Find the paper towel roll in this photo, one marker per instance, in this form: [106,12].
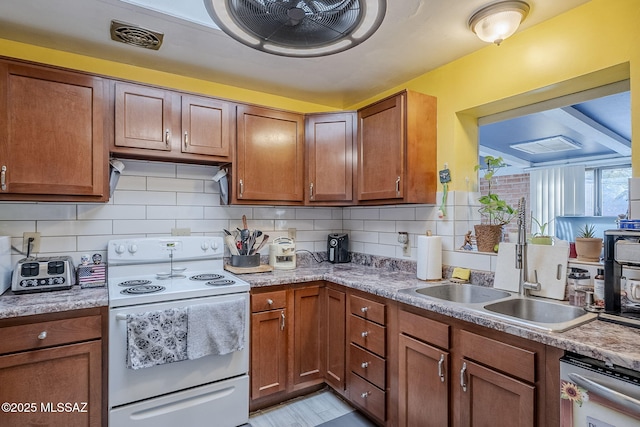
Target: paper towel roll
[429,258]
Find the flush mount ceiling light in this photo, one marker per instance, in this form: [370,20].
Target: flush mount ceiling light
[497,21]
[552,144]
[298,28]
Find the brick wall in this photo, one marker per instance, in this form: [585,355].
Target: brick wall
[510,188]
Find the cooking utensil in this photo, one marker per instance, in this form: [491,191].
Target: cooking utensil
[265,239]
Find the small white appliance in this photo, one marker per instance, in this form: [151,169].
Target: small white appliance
[5,263]
[282,254]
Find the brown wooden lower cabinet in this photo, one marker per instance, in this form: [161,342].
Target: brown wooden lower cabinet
[51,372]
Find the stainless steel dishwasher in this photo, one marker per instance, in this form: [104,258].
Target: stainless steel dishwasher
[596,394]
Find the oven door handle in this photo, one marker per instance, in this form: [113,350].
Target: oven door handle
[610,394]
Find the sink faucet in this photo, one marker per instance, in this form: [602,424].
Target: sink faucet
[524,286]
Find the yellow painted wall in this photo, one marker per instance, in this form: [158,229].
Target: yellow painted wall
[124,71]
[531,66]
[589,46]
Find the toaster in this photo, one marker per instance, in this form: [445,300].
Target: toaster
[338,248]
[43,274]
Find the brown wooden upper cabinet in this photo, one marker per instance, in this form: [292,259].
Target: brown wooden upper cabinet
[52,143]
[165,125]
[397,150]
[330,145]
[269,166]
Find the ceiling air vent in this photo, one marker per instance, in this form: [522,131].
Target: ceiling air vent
[552,144]
[135,35]
[298,28]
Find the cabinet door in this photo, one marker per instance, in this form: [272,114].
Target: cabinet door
[329,149]
[307,340]
[335,338]
[144,117]
[51,133]
[423,382]
[269,156]
[206,126]
[381,150]
[268,353]
[489,398]
[43,380]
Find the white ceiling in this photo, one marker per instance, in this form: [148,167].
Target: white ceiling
[416,36]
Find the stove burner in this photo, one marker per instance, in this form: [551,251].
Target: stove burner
[223,282]
[204,277]
[142,289]
[136,282]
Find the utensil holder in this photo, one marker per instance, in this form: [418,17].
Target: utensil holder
[245,260]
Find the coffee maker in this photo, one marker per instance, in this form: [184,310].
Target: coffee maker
[338,248]
[622,277]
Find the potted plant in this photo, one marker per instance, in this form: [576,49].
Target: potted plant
[588,247]
[540,237]
[495,211]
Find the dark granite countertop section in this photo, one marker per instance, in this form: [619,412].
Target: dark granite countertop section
[12,305]
[598,339]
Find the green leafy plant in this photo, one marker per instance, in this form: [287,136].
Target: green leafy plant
[496,210]
[587,232]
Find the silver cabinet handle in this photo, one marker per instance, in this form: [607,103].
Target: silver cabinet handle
[440,368]
[463,377]
[605,392]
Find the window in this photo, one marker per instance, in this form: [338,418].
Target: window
[607,190]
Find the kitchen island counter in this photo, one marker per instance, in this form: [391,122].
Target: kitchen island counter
[598,339]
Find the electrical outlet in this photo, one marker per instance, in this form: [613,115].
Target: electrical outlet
[35,245]
[181,231]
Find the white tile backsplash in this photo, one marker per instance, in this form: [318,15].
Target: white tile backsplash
[154,197]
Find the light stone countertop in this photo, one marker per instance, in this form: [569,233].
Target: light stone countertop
[601,340]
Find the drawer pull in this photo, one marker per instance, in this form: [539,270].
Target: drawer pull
[463,377]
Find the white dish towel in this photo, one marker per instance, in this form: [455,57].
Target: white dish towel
[216,328]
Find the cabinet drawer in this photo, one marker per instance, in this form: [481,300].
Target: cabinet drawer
[368,335]
[368,309]
[268,301]
[47,334]
[427,330]
[368,397]
[368,366]
[507,358]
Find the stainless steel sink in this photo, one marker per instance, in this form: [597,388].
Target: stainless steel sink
[462,293]
[546,315]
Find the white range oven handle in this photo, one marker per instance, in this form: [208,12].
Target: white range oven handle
[606,392]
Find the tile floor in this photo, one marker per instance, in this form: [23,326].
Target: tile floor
[305,411]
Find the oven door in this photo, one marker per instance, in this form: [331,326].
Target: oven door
[128,385]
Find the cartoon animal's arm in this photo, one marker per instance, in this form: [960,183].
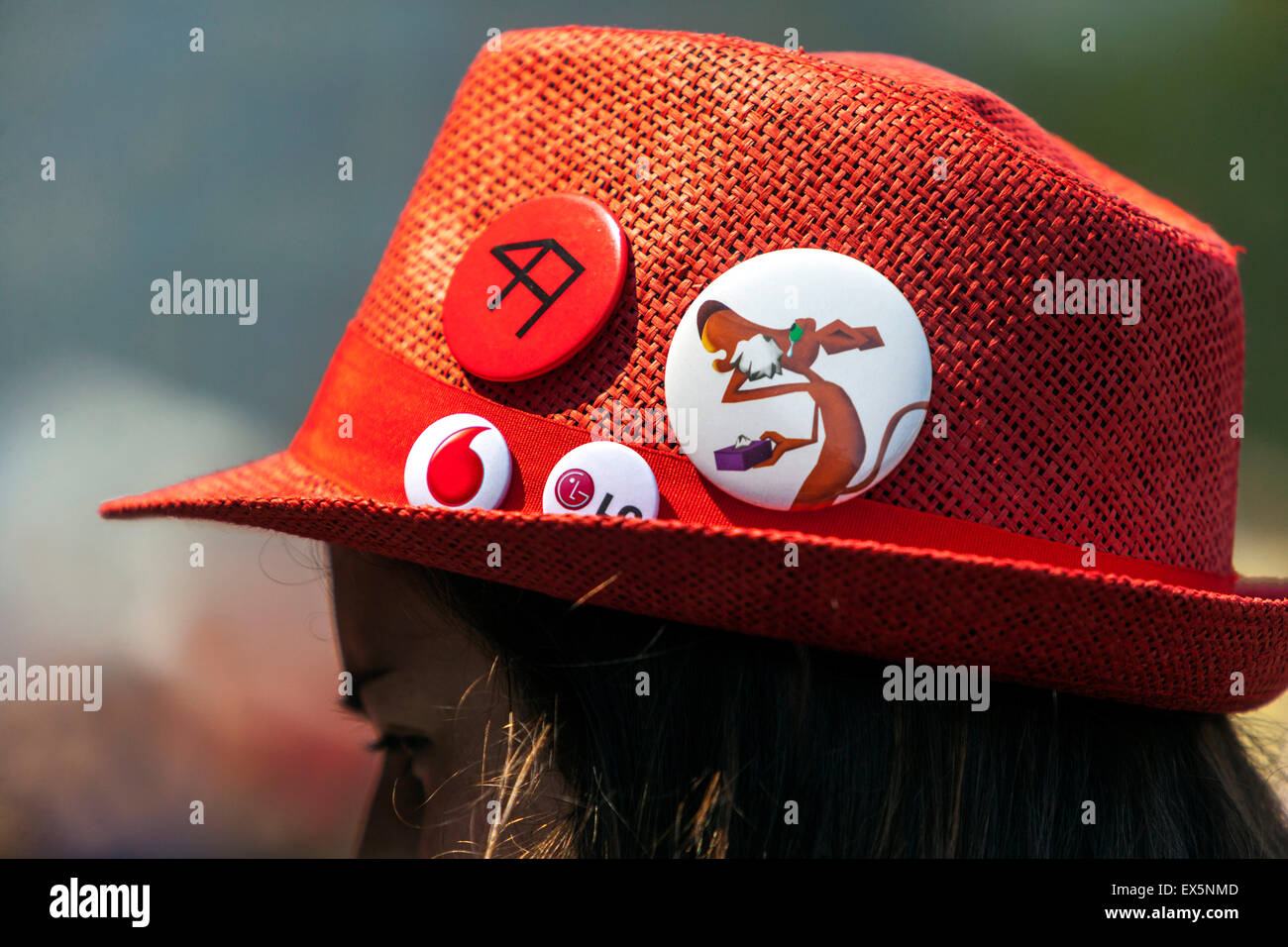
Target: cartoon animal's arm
[837,337]
[789,444]
[734,393]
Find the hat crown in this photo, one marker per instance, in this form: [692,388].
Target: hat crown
[1063,425]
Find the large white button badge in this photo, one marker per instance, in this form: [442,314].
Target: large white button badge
[798,379]
[458,462]
[604,478]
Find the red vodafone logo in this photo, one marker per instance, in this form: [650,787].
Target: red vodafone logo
[535,287]
[458,462]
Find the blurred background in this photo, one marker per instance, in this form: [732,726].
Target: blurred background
[220,681]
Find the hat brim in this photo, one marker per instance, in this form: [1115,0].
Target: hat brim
[1091,633]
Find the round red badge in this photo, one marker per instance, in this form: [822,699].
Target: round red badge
[533,287]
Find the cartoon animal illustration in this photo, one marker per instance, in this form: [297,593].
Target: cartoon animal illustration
[751,352]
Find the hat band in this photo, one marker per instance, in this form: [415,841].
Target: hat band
[372,406]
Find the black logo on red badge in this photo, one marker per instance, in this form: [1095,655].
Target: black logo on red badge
[568,254]
[507,253]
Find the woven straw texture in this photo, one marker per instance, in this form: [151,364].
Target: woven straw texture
[1069,428]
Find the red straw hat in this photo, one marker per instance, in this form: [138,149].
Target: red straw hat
[1063,506]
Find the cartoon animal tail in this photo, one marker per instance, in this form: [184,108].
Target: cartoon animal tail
[885,442]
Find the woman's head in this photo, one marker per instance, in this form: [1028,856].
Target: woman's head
[520,724]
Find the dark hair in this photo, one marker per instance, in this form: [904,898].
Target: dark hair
[735,729]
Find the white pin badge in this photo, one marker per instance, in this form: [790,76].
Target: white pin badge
[458,462]
[601,478]
[798,379]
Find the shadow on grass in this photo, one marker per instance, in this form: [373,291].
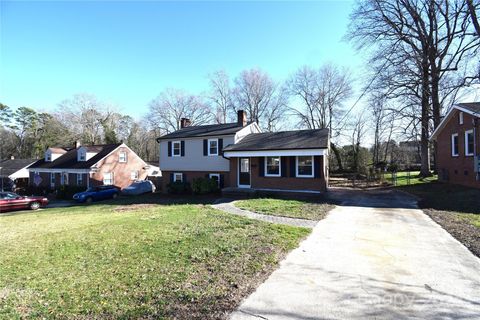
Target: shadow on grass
[446,197]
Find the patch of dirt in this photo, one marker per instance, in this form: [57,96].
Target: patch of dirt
[132,207]
[460,229]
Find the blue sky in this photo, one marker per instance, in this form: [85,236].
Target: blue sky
[128,52]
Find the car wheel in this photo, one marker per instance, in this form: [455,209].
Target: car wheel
[34,205]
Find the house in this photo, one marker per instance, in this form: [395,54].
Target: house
[457,139]
[84,166]
[14,173]
[240,155]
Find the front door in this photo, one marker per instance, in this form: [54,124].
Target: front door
[244,172]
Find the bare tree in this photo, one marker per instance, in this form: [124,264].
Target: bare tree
[221,95]
[320,95]
[261,96]
[166,111]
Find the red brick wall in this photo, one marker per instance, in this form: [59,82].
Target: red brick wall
[190,175]
[459,169]
[121,171]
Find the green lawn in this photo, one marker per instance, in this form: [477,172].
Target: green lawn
[454,207]
[286,208]
[129,261]
[403,179]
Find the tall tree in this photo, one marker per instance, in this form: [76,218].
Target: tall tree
[166,111]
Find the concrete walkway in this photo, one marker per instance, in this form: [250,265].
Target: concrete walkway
[374,257]
[228,206]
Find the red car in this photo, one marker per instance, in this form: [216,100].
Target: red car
[12,201]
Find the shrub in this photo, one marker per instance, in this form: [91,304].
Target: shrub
[204,186]
[178,187]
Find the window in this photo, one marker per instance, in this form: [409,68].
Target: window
[108,178]
[216,177]
[176,148]
[272,166]
[213,147]
[122,157]
[79,179]
[455,145]
[469,143]
[305,166]
[134,175]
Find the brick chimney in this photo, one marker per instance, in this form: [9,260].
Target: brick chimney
[185,122]
[242,118]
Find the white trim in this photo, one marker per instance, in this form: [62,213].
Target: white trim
[467,132]
[120,157]
[179,148]
[249,171]
[210,175]
[452,144]
[175,176]
[447,117]
[271,153]
[303,175]
[279,174]
[208,145]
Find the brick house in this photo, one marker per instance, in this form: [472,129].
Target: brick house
[239,155]
[457,139]
[85,166]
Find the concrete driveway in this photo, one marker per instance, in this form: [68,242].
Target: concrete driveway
[374,257]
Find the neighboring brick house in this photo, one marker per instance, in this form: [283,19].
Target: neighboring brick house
[239,155]
[457,139]
[84,166]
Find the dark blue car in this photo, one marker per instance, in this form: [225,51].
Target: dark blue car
[96,194]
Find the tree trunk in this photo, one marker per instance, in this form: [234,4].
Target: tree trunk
[337,156]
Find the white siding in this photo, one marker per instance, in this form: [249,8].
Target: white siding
[194,160]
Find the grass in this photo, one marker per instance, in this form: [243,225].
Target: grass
[454,207]
[134,261]
[403,179]
[286,208]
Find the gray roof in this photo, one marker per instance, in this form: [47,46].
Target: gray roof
[285,140]
[204,131]
[471,106]
[69,159]
[10,166]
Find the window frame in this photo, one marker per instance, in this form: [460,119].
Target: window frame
[137,174]
[279,174]
[208,151]
[179,149]
[312,175]
[210,175]
[112,179]
[467,132]
[79,175]
[452,145]
[175,174]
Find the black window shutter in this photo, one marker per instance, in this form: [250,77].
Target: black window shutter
[283,166]
[205,147]
[317,166]
[222,179]
[292,167]
[261,166]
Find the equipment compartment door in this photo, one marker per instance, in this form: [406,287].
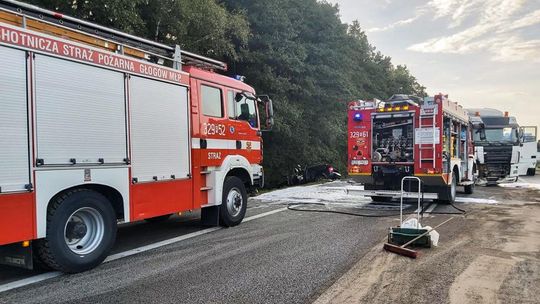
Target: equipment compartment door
[80,113]
[14,158]
[159,130]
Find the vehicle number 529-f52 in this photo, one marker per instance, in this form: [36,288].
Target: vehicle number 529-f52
[358,134]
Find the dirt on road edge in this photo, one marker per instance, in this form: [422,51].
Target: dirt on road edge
[490,255]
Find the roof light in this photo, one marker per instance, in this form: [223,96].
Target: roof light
[239,78]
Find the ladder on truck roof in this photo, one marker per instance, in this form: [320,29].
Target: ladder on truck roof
[50,22]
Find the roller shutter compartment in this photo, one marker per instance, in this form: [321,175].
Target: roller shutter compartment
[80,112]
[14,144]
[159,130]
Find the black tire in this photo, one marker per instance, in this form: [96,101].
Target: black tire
[381,199]
[158,219]
[55,252]
[234,202]
[469,189]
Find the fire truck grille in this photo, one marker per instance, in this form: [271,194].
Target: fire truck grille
[498,155]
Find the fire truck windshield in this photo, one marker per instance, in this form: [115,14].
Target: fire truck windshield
[246,110]
[498,135]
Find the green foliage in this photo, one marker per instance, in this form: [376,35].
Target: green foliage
[298,51]
[312,65]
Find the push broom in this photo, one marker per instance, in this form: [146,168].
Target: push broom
[401,250]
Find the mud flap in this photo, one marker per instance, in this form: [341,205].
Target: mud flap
[16,255]
[210,216]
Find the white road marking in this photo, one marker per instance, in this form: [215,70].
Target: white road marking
[30,280]
[49,275]
[431,208]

Stated task: Take only the line containing "Find the black window" and every line after it to the end of the entries, and copy them exactly, pictures excluded.

Worked solution:
Find the black window shutter in this photo, one marker per instance, in this form: [250,77].
Target: black window shutter
[283,166]
[205,147]
[317,166]
[222,179]
[292,167]
[261,166]
Find the equipment compartment door in this photo, one marker per instance, in this form: [406,287].
Target: equipment compartment door
[80,113]
[14,158]
[159,130]
Find the vehicle number 529-f52 in this photo, one marker per instance, in this form: [36,288].
Target: vehicle number 529-f52
[358,134]
Find the dirt on road edge in this photo, one marker per instance, in this form: [422,51].
Target: dirt on road edge
[490,255]
Find the roof light in this photo, one marker per instance, in this form: [223,96].
Target: roof light
[239,78]
Find the ladder on truck roof in this photo, one marker per instance, in this form: [320,29].
Target: ladder on truck roof
[50,22]
Find the roller shutter compartment in this photo, one marker per instance, in this form: [321,175].
Target: roller shutter compartment
[80,112]
[14,144]
[159,130]
Find the black tire in this photo, one marker per instance, in this form: [96,101].
Target: black tire
[381,199]
[158,219]
[55,252]
[234,202]
[469,189]
Find the fire truck grille in this photo, one marker per instance, in this form: [271,194].
Target: fire truck grille
[498,155]
Find the fire truck windshield in this photo, one marker per instance, in this form: [115,14].
Target: fire truck windshield
[246,110]
[498,135]
Find the green foliage in this photo, one marker per instance, in this form: [376,35].
Target: green foliage
[298,51]
[312,65]
Find the push broom in this photo, one marker per instance, in this form: [146,168].
Target: push broom
[401,250]
Find the mud flap in this photo, one marker per instance, in this form: [341,205].
Target: mud flap
[16,255]
[210,216]
Find the white road marking in this photo, one marker per instance, in this form: [215,70].
Target: white road marking
[30,280]
[49,275]
[431,208]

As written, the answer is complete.